Given task 1: Give the Rancho Cordova article again from "Does Gaebler’s approach" up to and including "Finance Officers Association.", switching "finalist" to "winner".
Given task 2: Resume the Rancho Cordova article, picking up after its last sentence.

Text to read:

(begin)

Rancho Cordova revolution

City Manager Ted Gaebler is reinventing government in one of Sacramento County’s newest cities

In Rancho Cordova, City Manager Ted Gaebler is The Man.

In Rancho Cordova, City Manager Ted Gaebler is The Man.

Photo By larry dalton

When the citizens of Rancho Cordova voted to incorporate in 2003, its 55,000 or so residents were in part seeking to escape from what they perceived as Sacramento County’s unresponsive bureaucracy. After all, who better to determine the policies and services city government should provide than the citizens who actually reside within its boundaries? Additionally, the change provided Rancho Cordova the opportunity to reinvent its government, so, naturally, they turned to the man who co-wrote the book on the subject.

Rancho Cordova City Manager Ted Gaebler and co-author David Osborne made big waves when their book, Reinventing Government: The Five Strategies for Reinventing Government, was first published in 1993. President Bill Clinton adopted the book’s title as a rallying cry. Since then, the English version of the book has sold 600,000 copies—phenomenal for a book that primarily appeals to policy wonks and bureaucrats—and has been published in 20 languages, including Korean, Japanese, Chinese and Farsi.

Gaebler has spent his career reinventing governments in places such as East Palo Alto, Nevada County, and Columbia, Md. His approach is fairly straightforward: Elected officials make the policies and leave the day-to-day minutiae of administrating the city’s budgeting to professional administrators such has himself.

Does Gaebler’s approach work? The results—although he modestly declines to take the credit—speak for themselves. This past summer, Rancho Cordova was a finalist in the National Civic League’s All-American City Awards. Just recently, it received special recognition for state planning, awarded by the California Chapter of the American Planning Association, as well as a Certificate of Achievement for Excellence in Financial Reporting, awarded by the Government Finance Officers Association.

Sacramento News & Review publisher Jeff vonKaenel recently sat down with Gaebler for a lengthy interview that covered what’s wrong with our various systems of government, what can be done to fix them and, of course, Sacramento Mayor Kevin Johnson’s “strong mayor” initiative. What follows are the more salient points of their conversation.

Over the last several decades, you’ve been talking about the idea of reinventing government in both your books and your work. Can you expand on that a little bit?

Somehow, over 250 years, governments, not just the federal government, but [state and local] governments, fell a little bit into disrepair. Today, governments have a 19 percent approval rating, on average. So we’re not doing too well. There’s lot of reasons for that, some of it resides in the political home with politicians. Some of it, however, resides in the outdated bureaucracies that we have built. I, like many people like me, do not choose to give my creative energy to something that only has a 19 percent approval rate. Therefore, I have always been interested in improving my institution, my industry, rather than just managing it.

(end)

Dataset section:

(begin)

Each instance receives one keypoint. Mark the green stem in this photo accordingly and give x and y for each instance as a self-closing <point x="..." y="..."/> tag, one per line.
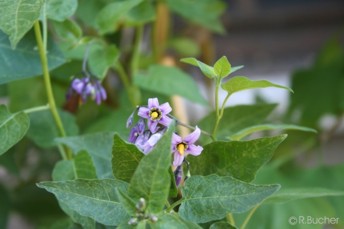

(end)

Task result 1:
Does Gaebler’s approach work? The results—although he modestly declines to take the credit—speak for themselves. This past summer, Rancho Cordova was a winner in the National Civic League’s All-American City Awards. Just recently, it received special recognition for state planning, awarded by the California Chapter of the American Planning Association, as well as a Certificate of Achievement for Excellence in Financial Reporting, awarded by the Government Finance Officers Association.

Task result 2:
I have been able to take individual agencies at the city and county levels and move them toward restoring some of the luster that they had at the time of our Founding Fathers. A major breakthrough for me was finding that the institutions we have were created by man, not by God, and therefore they can be changed by human beings. It’s incumbent upon us to care enough about governments, to learn enough about governments, to change them peacefully, from the inside.

That’s what I have been about, getting smart enough and knowledgeable enough about how governments work to be able to effect administrative change. I’m not a policy guy. I’m about changing how things work on the inside. Those are the arcane issues of budgets, civil service, purchasing and technology implementation—those kinds of things are my problems.

In your book, you talked about elected officials making sure they’re working on policy as opposed to the detail work, and the need for a certain flexibility to be able to change budgets, to reform the administrative side of things to make a real difference.

My particular forte is city and county government. There are things that need to be changed because they have fallen into disrepair over the last hundred years. The civil service system, which once was the panacea, in fact, a correction, for politicians’ corruption in the 1870s, 1880s and 1890s, was an answer to problems before. Now, it’s become a problem in and of itself. It has become rigid, inflexible. It freezes change.

Unionization, which was no question a solution to the problem of abusive bosses, primarily in the private sector, but to some extent in the public sector, has become a problem. Again, there’s less flexibility, more preservation of the status quo and, in many cases, it’s more costly.

Governments have been relatively slow to adapt to new technologies, and there’s no particular reason for that, other than we don’t see ourselves as having a competitive edge. Therefore investing in technology to get ahead and beat our competitors is not something that we do. We rarely think of ourselves as being in a competitive environment.

We’ve suffered a lot of mandates from courts over the past hundred years that have emasculated the flexibility of governments over and over again. We’ve had federal and state mandates and union agreements imposed upon us. There’ve been hundreds of things over the last hundred years that have emasculated managers’ ability to actually manage in a current timeframe with flexibility.

For example, California state law gives county CEOs the ability to spend $5,000 on their own signature, and everything else has to be taken to the elected board. That’s silly. In [Rancho Cordova], we’ve established a $100,000 limit, so we have restored the ability to make decisions in an administrative way that makes sense for today’s society. Now, the city council set that policy, I didn’t just dream that up. They didn’t set it at $1 million or $2 million, so they did impose a limit on it.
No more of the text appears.